I would caution the group to really think about their limitations of its application based on the current state of the market in the sense of … when Blockchain first became a thing in real estate, the initial revolution was going to occur in title, which seems obvious based on how inefficient title is. Invitation … Oh sorry. Fifth Wall, actually has an investment in a disruptive title company, but it’s premised on the application of data unique in interesting ways, but it doesn’t … right at this point have a Blockchain strategy. Why? The reason is because the Blockchain, while if you’re in a vacuum or in a black box, apply Blockchain to title it makes all the sense in the world. It is far more efficient. But to get every county, and every city, and every state across the entire US to buy into this new model is going to take years to do, even if it happens.

Andrew Jewett:

And lots of lawyers.

Brad Greiwe:

And lots and lots of lawyers. So-

Amy Wan:

Lawyers make all the money.

Brad Greiwe:

-we need to make sure that, whenever we think about that vacation, theoretically Blockchain can do a lot of interesting things, but there were limitations based on the unfortunate market that we live in today, and the restrictions that we have around data, and all these other things. So, there is a little bit of a caution, that sense of yes, this can be a really powerful tool, but there needs to be, I think a lot of thought that goes in around the what comes first and why. I think our funds initial interest in Harbor and why we made the investment, was Harbor was looking to solve what was a very clear roadblocks for institutional real estate owners, which was how do I make sure that I am compliant.

▶ DATA ROWS:
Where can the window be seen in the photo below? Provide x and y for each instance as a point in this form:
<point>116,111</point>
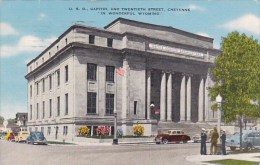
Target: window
<point>42,130</point>
<point>37,111</point>
<point>30,90</point>
<point>109,42</point>
<point>110,72</point>
<point>37,88</point>
<point>65,130</point>
<point>58,106</point>
<point>66,73</point>
<point>43,109</point>
<point>109,104</point>
<point>50,82</point>
<point>58,77</point>
<point>50,101</point>
<point>135,107</point>
<point>91,39</point>
<point>91,107</point>
<point>30,112</point>
<point>66,104</point>
<point>91,71</point>
<point>49,131</point>
<point>43,85</point>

▶ WHAT THE TASK REQUIRES: Please output the passage from the blockchain-in-real-estate discussion above, beginning at the words "And lots and" and stopping after "I am compliant.", with no changes to the wording.

▶ OUTPUT BELOW:
And lots and lots of lawyers. So-

Amy Wan:

Lawyers make all the money.

Brad Greiwe:

-we need to make sure that, whenever we think about that vacation, theoretically Blockchain can do a lot of interesting things, but there were limitations based on the unfortunate market that we live in today, and the restrictions that we have around data, and all these other things. So, there is a little bit of a caution, that sense of yes, this can be a really powerful tool, but there needs to be, I think a lot of thought that goes in around the what comes first and why. I think our funds initial interest in Harbor and why we made the investment, was Harbor was looking to solve what was a very clear roadblocks for institutional real estate owners, which was how do I make sure that I am compliant.